## Directions for this task
Reproduce verbatim the stretch of the introduction on Dutch music education below from "Introduction" through "needs a boost.".

## Source text
>>>
Introduction

 

Music education in the Dutch elementary schools is set in motion. In the last years more and more tendencies appear to structurally increase the amount of music lessons and improve the quality. This has culminated in the document ‘Handreiking Muziekonderwijs 2020’ which was commissioned in 2014 by the Minister of Culture and Education, Ms. Jet Bussemaker:

 

“The attention to music and music education given to children aged 2,5 to 12 years has grown in recent years, after decades of creeping decay. Those responsible have joined hands in many places, sharing a vision on the importance [of music education]. Parents and grandparents, specialist and generalist teachers, school and city officials, politicians, musicians and media professionals, many have come to the same conclusion: music education in the Netherlands needs a boost.

The urgency is there: if we together make the choice to work coherent and structured, we can quickly make progress and take advantage of the existing expertise and the cultural and educational infrastructure which is still there. If we do not do this together, the risk grows that the size and quality of music education is slipping [further] into a deplorable level and good music education will only be reserved for a privileged few.”
<<<
## Supplied records
>>>
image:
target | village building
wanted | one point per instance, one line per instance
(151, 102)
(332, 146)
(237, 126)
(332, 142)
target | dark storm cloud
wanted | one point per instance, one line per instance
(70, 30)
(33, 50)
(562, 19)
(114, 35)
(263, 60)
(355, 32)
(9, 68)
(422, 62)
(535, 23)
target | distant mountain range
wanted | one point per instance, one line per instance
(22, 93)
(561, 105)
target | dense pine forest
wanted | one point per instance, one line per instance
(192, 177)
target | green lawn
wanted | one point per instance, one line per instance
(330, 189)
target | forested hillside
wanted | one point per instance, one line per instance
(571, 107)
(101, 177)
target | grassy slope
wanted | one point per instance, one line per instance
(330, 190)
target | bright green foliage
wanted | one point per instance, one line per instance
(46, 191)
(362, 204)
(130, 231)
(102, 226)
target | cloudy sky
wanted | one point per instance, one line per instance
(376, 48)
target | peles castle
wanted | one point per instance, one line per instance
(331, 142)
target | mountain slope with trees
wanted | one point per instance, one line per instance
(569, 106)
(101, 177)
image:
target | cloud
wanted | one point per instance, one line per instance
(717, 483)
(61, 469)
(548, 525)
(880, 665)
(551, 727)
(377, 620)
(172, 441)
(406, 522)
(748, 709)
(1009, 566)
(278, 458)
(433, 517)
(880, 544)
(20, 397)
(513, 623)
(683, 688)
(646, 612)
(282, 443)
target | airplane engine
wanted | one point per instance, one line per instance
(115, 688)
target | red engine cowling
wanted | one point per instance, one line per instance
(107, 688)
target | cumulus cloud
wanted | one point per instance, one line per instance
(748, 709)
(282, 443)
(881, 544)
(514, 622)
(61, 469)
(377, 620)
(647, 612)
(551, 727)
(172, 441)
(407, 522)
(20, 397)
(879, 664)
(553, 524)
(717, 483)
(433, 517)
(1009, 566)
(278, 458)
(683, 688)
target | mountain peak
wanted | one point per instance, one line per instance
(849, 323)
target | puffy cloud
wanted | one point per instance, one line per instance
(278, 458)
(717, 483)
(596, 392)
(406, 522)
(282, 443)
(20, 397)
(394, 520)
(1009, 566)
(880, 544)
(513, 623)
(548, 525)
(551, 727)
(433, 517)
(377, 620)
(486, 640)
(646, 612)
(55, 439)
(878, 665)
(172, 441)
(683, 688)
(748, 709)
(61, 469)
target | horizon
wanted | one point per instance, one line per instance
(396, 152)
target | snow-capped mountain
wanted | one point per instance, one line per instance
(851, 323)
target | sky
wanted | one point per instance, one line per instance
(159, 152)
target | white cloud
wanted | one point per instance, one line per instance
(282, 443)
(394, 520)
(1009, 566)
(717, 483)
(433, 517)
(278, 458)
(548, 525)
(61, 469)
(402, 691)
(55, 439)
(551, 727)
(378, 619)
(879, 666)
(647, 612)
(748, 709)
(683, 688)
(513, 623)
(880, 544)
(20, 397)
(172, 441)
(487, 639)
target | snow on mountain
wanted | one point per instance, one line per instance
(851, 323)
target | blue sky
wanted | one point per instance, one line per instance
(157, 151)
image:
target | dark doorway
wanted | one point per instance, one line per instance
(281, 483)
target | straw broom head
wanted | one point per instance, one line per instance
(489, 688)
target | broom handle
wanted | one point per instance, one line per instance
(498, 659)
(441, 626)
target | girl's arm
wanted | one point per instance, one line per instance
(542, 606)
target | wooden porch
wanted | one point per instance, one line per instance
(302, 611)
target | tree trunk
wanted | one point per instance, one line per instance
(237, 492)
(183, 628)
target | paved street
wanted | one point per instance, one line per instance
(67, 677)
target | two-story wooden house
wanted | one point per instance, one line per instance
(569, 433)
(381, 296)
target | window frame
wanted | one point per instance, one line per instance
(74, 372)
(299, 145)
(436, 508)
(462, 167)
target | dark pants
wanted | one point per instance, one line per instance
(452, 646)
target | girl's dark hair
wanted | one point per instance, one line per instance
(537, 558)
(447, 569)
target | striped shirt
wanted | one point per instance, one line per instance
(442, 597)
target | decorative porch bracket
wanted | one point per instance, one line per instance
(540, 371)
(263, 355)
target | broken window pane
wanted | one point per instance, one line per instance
<<<
## Worked answer
Introduction

 

Music education in the Dutch elementary schools is set in motion. In the last years more and more tendencies appear to structurally increase the amount of music lessons and improve the quality. This has culminated in the document ‘Handreiking Muziekonderwijs 2020’ which was commissioned in 2014 by the Minister of Culture and Education, Ms. Jet Bussemaker:

 

“The attention to music and music education given to children aged 2,5 to 12 years has grown in recent years, after decades of creeping decay. Those responsible have joined hands in many places, sharing a vision on the importance [of music education]. Parents and grandparents, specialist and generalist teachers, school and city officials, politicians, musicians and media professionals, many have come to the same conclusion: music education in the Netherlands needs a boost.